(EXERCISE REQUIREMENTS): Copy out every line of the records below, requests included, and offset each coordinate in the answers by -17. Leave the pictures out of your answer.

(INFORMATION SHOWN):

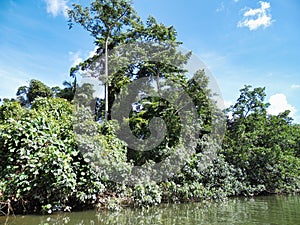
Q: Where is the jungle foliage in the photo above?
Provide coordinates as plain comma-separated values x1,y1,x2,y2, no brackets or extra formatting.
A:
0,0,300,213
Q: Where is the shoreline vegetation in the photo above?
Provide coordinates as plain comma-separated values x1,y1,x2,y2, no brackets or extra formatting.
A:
0,0,300,215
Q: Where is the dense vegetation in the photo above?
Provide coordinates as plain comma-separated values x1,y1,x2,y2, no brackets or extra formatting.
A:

(EXERCISE ANSWER):
Q: Where is the jungle foliage in the photo above?
Provide coordinates as plain comma-separated values x1,y1,x2,y2, no brackets or extra formatting.
A:
-17,-17,283,196
Q: Where is the shoreline vegetation in the photo above?
Provide coordinates as plain comma-separated values x1,y1,x2,y2, no brackets or extra formatting.
A:
-17,-17,283,198
Q: Where is the dense vegetation in the photo above?
Provide coordinates as plain comma-separated values x1,y1,x2,y2, no brackets or extra formatting.
A:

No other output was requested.